STUDY MATERIAL
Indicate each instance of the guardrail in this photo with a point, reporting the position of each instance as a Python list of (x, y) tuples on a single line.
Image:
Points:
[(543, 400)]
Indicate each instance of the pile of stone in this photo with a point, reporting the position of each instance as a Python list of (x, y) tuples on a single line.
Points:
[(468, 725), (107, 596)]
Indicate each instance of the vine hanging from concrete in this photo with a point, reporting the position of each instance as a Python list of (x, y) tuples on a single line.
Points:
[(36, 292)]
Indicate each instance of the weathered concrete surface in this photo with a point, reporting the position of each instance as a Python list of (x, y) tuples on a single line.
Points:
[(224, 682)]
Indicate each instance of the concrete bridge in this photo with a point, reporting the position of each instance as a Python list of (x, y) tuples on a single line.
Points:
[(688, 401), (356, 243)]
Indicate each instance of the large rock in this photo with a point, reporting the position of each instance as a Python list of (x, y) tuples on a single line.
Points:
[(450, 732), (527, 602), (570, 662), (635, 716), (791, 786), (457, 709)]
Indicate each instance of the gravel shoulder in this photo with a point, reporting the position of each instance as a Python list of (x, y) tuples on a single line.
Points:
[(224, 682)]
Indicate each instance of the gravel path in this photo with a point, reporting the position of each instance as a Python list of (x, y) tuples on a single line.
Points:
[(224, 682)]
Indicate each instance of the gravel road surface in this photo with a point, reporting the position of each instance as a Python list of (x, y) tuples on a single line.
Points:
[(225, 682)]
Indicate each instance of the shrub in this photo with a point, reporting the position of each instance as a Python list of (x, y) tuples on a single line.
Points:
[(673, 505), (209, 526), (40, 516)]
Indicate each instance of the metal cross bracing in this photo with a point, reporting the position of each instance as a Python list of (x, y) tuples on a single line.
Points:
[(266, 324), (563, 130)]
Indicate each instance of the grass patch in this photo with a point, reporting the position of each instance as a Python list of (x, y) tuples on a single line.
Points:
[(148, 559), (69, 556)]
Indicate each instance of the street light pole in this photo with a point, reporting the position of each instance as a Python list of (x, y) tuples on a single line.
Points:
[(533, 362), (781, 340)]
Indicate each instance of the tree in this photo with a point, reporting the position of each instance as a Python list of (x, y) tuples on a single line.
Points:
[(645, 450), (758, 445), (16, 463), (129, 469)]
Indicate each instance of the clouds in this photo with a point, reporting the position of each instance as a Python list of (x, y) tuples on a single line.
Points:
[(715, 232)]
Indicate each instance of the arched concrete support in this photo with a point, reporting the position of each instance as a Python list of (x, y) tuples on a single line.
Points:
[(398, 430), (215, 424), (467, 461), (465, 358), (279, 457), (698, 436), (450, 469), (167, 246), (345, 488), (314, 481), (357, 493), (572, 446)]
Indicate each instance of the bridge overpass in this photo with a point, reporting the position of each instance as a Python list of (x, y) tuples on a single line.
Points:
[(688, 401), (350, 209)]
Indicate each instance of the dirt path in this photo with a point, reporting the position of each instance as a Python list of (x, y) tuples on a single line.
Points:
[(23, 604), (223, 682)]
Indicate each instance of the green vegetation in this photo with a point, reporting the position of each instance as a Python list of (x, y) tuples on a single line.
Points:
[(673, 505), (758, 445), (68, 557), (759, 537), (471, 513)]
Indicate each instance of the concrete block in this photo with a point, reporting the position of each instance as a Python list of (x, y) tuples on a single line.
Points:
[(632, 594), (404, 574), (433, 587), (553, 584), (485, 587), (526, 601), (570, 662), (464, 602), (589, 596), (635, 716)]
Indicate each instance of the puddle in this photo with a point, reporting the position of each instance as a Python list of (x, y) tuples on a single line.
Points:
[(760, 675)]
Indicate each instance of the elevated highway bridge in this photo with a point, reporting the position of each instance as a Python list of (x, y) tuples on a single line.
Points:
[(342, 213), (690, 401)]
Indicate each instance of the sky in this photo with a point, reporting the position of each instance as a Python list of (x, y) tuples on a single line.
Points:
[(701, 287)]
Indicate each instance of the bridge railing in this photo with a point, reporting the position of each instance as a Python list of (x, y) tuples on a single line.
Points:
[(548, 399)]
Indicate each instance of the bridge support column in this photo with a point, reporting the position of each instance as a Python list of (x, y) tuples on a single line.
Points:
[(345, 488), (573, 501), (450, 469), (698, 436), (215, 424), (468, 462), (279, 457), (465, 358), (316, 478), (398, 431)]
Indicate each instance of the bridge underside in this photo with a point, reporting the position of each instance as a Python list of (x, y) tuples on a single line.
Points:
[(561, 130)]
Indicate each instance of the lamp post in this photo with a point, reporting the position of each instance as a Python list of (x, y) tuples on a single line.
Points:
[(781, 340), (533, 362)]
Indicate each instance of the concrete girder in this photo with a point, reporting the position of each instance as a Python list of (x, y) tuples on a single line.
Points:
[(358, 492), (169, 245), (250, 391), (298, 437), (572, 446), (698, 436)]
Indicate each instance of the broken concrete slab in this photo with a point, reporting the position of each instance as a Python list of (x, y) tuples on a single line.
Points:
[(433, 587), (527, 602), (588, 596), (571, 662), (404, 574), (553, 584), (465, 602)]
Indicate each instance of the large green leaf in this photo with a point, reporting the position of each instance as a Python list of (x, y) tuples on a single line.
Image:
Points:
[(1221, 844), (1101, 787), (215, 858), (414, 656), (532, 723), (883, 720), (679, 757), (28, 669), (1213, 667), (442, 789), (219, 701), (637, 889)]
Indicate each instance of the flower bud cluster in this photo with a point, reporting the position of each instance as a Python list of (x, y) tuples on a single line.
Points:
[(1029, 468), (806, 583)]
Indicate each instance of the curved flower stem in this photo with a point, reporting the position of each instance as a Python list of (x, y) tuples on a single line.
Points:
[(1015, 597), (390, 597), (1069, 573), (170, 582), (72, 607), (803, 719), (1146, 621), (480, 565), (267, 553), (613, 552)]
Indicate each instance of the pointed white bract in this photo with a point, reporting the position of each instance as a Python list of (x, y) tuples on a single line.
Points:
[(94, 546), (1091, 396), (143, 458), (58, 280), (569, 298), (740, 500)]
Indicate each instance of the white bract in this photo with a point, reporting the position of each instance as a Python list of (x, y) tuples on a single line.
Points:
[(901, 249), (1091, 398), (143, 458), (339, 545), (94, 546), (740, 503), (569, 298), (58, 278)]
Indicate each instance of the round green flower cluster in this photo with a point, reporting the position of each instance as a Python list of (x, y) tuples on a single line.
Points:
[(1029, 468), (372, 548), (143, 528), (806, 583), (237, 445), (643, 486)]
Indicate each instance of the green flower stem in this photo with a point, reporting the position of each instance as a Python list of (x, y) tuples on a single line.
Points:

EXERCISE GOAL
Your job is to give the listing again exactly as it was written.

SOLUTION TO THIS EXERCISE
Indicate each instance of the guardrail in this photo with a point, reporting the position of each instance as a Python list of (x, y) tuples on a single line.
Image:
Points:
[(543, 400)]
Indicate each instance of the pile of stone in this photo with a point, reporting the position of each instance as a Python list of (x, y) tuples on a single line.
Points:
[(468, 725), (107, 596)]
Indicate each instance of the vine hanging from concrete in this photo with a point, reporting the position of each instance as a Python list of (x, y) tuples on a single line.
Points:
[(36, 292)]
Indicate each instance of the weathered concrete surface in this photo with a point, reporting the position of each instance as a Python list of (x, y) tuples on a single line.
Points:
[(224, 682)]
Indicate each instance of the concrete bridge in this photo with a point, reporting the position of each instance as a Python list of (x, y) tuples on a single line.
Points:
[(688, 401), (356, 243)]
Indicate each instance of the large rock in this photo with a point, reporting the position of each instance as a Python list of (x, y) tuples on a single line.
Points:
[(450, 732), (527, 602), (570, 662), (635, 716), (791, 786), (457, 709)]
Indicate each instance of the gravel shoulder in this photo with a point, reporting the position of each instance as a Python list of (x, y) tuples on a single line.
Points:
[(224, 682)]
Indicate each instance of the gravel path in this photo with a point, reporting the position of each instance as a Python list of (x, y) tuples on a single line.
Points:
[(224, 682)]
Indicate each instance of the gravel road surface in this photo with a point, reporting the position of each instance as a Python list of (x, y) tuples on a single line.
Points:
[(225, 682)]
Indicate each instance of the shrub in this photo with a point, reporting the position of each instance as a Python list of (x, y) tuples on a single line.
Points:
[(673, 505), (209, 526), (40, 516)]
Indicate each instance of the metal cross bracing in this photo with a point, reporting the position of each instance as a Python list of (x, y) tuples on a single line.
Points:
[(266, 324), (563, 130)]
Indicate each instance of the grass patch in this photo with a point, reporting the position of each instance as a Python list of (x, y) tuples on a single line.
Points:
[(148, 559), (69, 556)]
Indicate each instance of the street light pole in this photo with a point, reporting the position of each instance as a Python list of (x, y) tuples on a single line.
Points:
[(533, 362), (781, 340)]
Indicate each instance of the tree in this photo with a point, reporting the position of each instance as a Python list of (x, y) tuples on a single line.
Points:
[(645, 450), (758, 445), (16, 463), (129, 469)]
Indicate each instance of the clouds in this photo with a point, reporting the position of each instance as a Python list of (x, y) tuples on a single line.
Points:
[(715, 232)]
Indicate each instance of the arched concrete support in this photo with a point, reporting the position of each instance as a Python list of (x, y) tuples on a single line.
Points:
[(398, 430), (215, 424), (467, 461), (465, 358), (279, 457), (698, 436), (450, 469), (167, 246), (345, 488), (314, 481), (357, 493), (572, 446)]
Indicate each instance of the bridge overpass in this photo with a point, reporting the position of each instance as a Python list of (x, y) tuples on a single line.
Points:
[(688, 401), (350, 209)]
Indicate each instance of the dirt path in this photo with a point, reporting the position of each instance as a Python list of (x, y) tuples on a single line.
Points:
[(23, 604), (223, 682)]
Indicate each instance of the green vegetation in this photo with a point, reporting the position of each instance as a Python list of (x, y) tuples on a single line.
Points:
[(673, 505), (758, 445), (68, 557), (759, 537), (471, 513)]
Indicate each instance of the concrete block in this photo with a point, reporting the position of each instance as a Python list of (x, y) tuples on a single line.
Points:
[(632, 594), (404, 574), (433, 587), (553, 584), (485, 587), (526, 601), (570, 662), (464, 602), (589, 596), (635, 716)]
Indicate each instance of the puddle in this photo with a point, reporting the position of each instance as a Python list of (x, y) tuples on a single line.
Points:
[(760, 675)]
Indicate each instance of the elevated highway bridge in this photo with a point, reporting the position of each instance as a Python list of (x, y) tuples on a single line.
Points:
[(342, 213), (690, 401)]
Indicate each instance of the sky in this photo with a point, reporting the position of each instance as a Python list of (x, y) tuples on a single line.
Points:
[(701, 287)]
Indicate each instance of the bridge railing in this photo with a point, reporting the position of each instance as a Python list of (x, y) tuples on a single line.
Points:
[(548, 399)]
Indicate each instance of the bridge support column in this photo with a point, reporting the position of each instance as a Python list of (x, y) tuples on a single line.
Points:
[(345, 488), (573, 501), (450, 469), (698, 436), (215, 424), (468, 462), (279, 457), (465, 358), (316, 478), (398, 431)]
Indicate each instance of the bridge underside in this photo with a point, reporting the position of each instance as a Python list of (x, y) tuples on a single line.
Points:
[(561, 130)]
Indicate each instance of the lamp post in this photo with a point, reporting the position of each instance as a Python list of (x, y) tuples on a single line.
Points:
[(781, 340), (533, 362)]
Indicate each instance of the concrete girder in this photo with a point, reporting the position of each instance as a Python list of (x, y) tuples on a single line.
Points:
[(358, 492), (169, 245), (250, 391), (298, 437), (572, 446), (698, 436)]
Indicate each instance of the broken concrete slab in this photo with a point, reporting the position of each instance as a Python list of (x, y) tuples on a single line.
Points:
[(433, 587), (527, 602), (588, 596), (571, 662), (404, 574), (553, 584), (465, 602)]
Indicate each instance of the large green leaf in this photo with a point, reporting the position of each instance as a Python list of (x, y) tuples on a single line.
Image:
Points:
[(1221, 844), (1101, 787), (215, 858), (414, 656), (532, 723), (883, 720), (679, 757), (28, 669), (1213, 667), (442, 789), (219, 701), (637, 889)]
Indicate each instance of the flower bud cluster in this photo with a point, reporting the position of each instance as a Python list of (x, y) tuples on a single line.
Points:
[(1029, 468), (806, 583)]
Indicate each instance of the curved flower stem in this photo with a point, reporting the position of each instance as a Python list of (x, y) tuples on a single line.
Points:
[(1015, 597), (390, 597), (1069, 573), (170, 582), (72, 607), (803, 719), (1146, 621), (480, 565), (267, 553), (613, 552)]
Indicate each instance of the pointed white bract in this photo with a point, reporting the position of each instance as a Python list of (x, y) tuples on a single line.
Points:
[(94, 546), (1091, 396), (143, 458), (58, 280), (569, 298), (740, 500)]
Indicate each instance of the white bract in this photo with a point, reporting the position of each instance as a Python list of (x, y) tuples on a single line.
Points:
[(901, 249), (1091, 398), (143, 458), (339, 545), (94, 546), (740, 503), (569, 298), (58, 278)]
Indicate each instance of the round green flower cluster in this photo with a point, reporting the position of each instance as a Python list of (x, y) tuples on a single line.
Points:
[(1029, 468), (372, 548), (143, 528), (806, 583), (237, 445), (643, 486)]
Indicate each instance of the green flower stem in this photo with a point, reporting the position of each instance as a Python list of (x, y) tuples on a single line.
Points:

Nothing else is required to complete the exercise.